◆ Problem
All of the data should be restated exactly as it stands.

Natural language region descriptions:
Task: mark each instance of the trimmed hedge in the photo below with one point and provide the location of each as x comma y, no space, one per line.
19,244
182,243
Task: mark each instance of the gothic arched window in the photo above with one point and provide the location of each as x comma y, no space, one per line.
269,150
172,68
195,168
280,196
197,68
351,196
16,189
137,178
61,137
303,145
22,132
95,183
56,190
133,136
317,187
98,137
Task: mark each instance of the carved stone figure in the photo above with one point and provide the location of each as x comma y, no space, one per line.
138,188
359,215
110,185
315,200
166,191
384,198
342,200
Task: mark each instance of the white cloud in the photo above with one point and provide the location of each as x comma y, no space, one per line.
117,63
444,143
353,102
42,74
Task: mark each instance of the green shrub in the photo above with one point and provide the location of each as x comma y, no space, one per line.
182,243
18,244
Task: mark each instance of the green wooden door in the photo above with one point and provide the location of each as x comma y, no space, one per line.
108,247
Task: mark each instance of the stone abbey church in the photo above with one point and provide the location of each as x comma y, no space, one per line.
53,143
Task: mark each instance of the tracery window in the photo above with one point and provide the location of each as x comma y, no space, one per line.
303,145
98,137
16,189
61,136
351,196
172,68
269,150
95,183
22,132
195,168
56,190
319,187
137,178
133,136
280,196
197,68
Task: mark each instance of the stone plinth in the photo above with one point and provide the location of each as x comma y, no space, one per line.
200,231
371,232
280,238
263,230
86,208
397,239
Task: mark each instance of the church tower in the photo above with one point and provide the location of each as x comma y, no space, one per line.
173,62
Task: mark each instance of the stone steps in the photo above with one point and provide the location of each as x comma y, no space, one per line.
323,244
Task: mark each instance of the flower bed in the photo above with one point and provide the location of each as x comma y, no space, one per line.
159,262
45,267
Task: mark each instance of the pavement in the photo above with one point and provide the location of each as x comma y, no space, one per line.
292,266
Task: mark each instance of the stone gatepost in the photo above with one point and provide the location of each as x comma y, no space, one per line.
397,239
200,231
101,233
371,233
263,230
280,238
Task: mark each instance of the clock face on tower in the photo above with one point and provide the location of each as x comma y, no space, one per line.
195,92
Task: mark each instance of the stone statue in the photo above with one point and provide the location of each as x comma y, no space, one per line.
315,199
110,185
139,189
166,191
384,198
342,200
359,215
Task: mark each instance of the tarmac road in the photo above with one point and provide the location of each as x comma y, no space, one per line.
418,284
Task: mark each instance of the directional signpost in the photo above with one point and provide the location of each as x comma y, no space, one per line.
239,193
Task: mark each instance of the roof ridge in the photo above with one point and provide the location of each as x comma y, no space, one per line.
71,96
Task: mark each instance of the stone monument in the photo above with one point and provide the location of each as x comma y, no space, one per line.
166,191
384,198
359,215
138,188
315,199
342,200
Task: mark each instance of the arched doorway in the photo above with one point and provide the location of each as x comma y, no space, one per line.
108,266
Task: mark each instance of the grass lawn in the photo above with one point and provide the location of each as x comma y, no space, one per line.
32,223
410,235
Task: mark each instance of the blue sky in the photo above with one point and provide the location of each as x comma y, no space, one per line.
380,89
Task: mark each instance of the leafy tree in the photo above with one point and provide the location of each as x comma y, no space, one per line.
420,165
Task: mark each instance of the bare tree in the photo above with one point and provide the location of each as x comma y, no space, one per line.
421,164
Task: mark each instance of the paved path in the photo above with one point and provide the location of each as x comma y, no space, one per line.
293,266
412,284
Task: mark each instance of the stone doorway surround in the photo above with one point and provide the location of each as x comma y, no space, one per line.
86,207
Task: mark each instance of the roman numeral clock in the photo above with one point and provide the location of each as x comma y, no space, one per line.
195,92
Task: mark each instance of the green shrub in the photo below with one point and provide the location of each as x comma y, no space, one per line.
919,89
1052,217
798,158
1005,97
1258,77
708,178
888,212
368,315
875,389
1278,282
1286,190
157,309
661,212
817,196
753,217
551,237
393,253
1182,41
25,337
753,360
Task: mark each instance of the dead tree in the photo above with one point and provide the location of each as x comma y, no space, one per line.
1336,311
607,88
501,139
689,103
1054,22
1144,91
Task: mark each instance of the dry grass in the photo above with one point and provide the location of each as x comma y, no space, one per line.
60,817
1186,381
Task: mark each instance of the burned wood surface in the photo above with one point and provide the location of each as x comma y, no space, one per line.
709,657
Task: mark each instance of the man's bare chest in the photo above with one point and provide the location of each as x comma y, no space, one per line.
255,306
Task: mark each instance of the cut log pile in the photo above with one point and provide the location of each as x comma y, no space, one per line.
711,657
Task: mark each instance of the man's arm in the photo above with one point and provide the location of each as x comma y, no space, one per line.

◆ Answer space
Task: mark each instance of the trimmed hedge in the photo below with one point and provide the location of each as x comma y, no space, one per line.
19,244
182,243
Task: mark each instance of the gothic arched window in the photo above with one point and provide the location of each as x comma y, no space, one per line.
269,150
172,68
195,168
280,196
197,68
351,196
16,189
137,178
61,137
303,145
22,132
95,183
56,190
133,136
317,187
98,137
Task: mark each instance of the carved stone figure in the photo above with one point and provide the location of each as x comma y, no space, one per line.
138,188
359,215
110,185
315,200
166,191
384,198
342,200
Task: mark each instance of the white cloud in the photo above with one point and provide the location of each as x comma y, no space, one per line.
117,63
444,143
353,102
42,74
Task: mark each instance of the green shrub in the photo above with one point and provide the location of each as x comma y, no space, one per line.
182,243
18,244
Task: mark each instance of the green wooden door in the photo above with one point and provide the location of each as x comma y, no space, one per line.
108,247
Task: mark each instance of the stone abbey church in the photo above with one point and provide the location of each as x comma y, no space, one per line.
53,143
Task: mark each instance of the tracery window in the photo above with one point and provide the location of each as x comma y, no space, one per line.
303,145
98,137
16,189
61,136
351,196
172,68
269,150
95,183
22,132
195,168
56,190
319,187
137,178
133,136
280,196
197,68
Task: mark each instance of the stone plinth in the photo above with one point and provide the location of each as x comma y, no space, one per line.
200,231
371,232
280,238
263,230
86,208
397,239
Task: mark each instance of the church tower in the photo above with one point and provide the location of each as x comma y, no space, one per line.
173,62
Task: mark each instance of the stone steps in the photo above with one point and provide the location of each as x comma y, no space, one per line.
323,244
Task: mark each instance of the flower bed in the photo above with one point and provide the location of each as x comma y, no space, one per line.
159,262
45,267
Task: mark each instance of the pavement in the photo above with one point and provide the location of each as x comma y, no space, one per line.
292,266
Task: mark each instance of the stone gatepost in the photo above with one point and provide the location of each as x comma y, no space, one per line.
397,239
200,231
101,233
371,233
263,230
280,238
Task: mark each instance of the clock face on tower in the photo above with one point and provide the location of each as x comma y, no space, one per line.
195,92
Task: mark each instance of the stone statue in the photo above with one point and provide the location of each as x comma y, no space, one per line.
315,199
110,185
139,189
166,191
384,198
342,200
359,215
Task: mark each instance of the tarmac road in the photo above with one point and provide the location of each as x comma y, no space, one per line.
418,284
Task: mark each instance of the directional signpost in the photo above with one point and provide the location of each as x comma y, no space, one per line.
239,193
Task: mark each instance of the roof ridge in the photo above with one point and provide the location of each as x comma y, no space, one per line.
71,96
Task: mark each instance of the stone monument in the photo above with one point and provide the location of each as x comma y, no space, one per line.
166,191
384,198
359,215
138,188
315,199
342,200
Task: mark each instance of the arched doorway in the photo above with one point and provide the location of each as x comma y, no space, one per line.
108,266
Task: mark each instance of the grass lawn in the photo above with one point and provide the location of each as x comma y, no space, one per line.
32,223
410,235
Task: mark each instance of the blue sky in the photo above with one point and provide the location of each as x comma y, no space, one per line.
380,89
Task: mark each instance of the leafy tree in the photo above with one point and provide the location of each as x comma y, no space, one per line.
420,165
Task: mark each instance of the bare tree in the photo above with one point and provide the location of each as x comma y, no space, one per line.
421,164
Task: mark each instance of the paved path in the photo above with one point and provide the location of each as x comma y, no space, one per line.
293,266
412,284
Task: mark each instance of the stone doorway surround in the photo above with one point and provide the location of each as x comma y, no space, one per line.
86,207
Task: mark each instance of the roman numeral clock in the photo above with one point and provide the location of each as x comma y, no space, one per line.
195,92
Task: mark each instance of the green shrub in the photo below with one point and provide the location of each as x comma y, no space, one per line.
919,89
1052,217
798,158
1005,97
1258,77
708,178
888,212
368,315
875,389
1278,282
1286,190
157,309
661,212
817,196
753,217
551,237
393,253
1182,41
25,337
753,360
Task: mark each instance of the dead tree in the photo above with one point and provide the location of each as x comma y, no space, one per line.
1336,311
607,88
501,139
689,103
1054,22
1144,91
Task: mark each instance of the dry grass in the photo above with one point and provide the location of each as x comma y, no space, one per line.
60,817
1186,381
Task: mark each instance of the burned wood surface in the photo above with one point and provide the location of each as x comma y, no space, one per line.
709,657
Task: mark each instance of the man's bare chest in the photo above with one point and provide the location of each as x comma y, no space, one per line.
255,306
Task: mark each instance of the cut log pile in the photo above with one point and provide the location of each as x comma y, no space, one per line.
711,657
Task: mark each instance of the man's arm in the photo above with one point and provide the location of each as x comma y, no space, one per line.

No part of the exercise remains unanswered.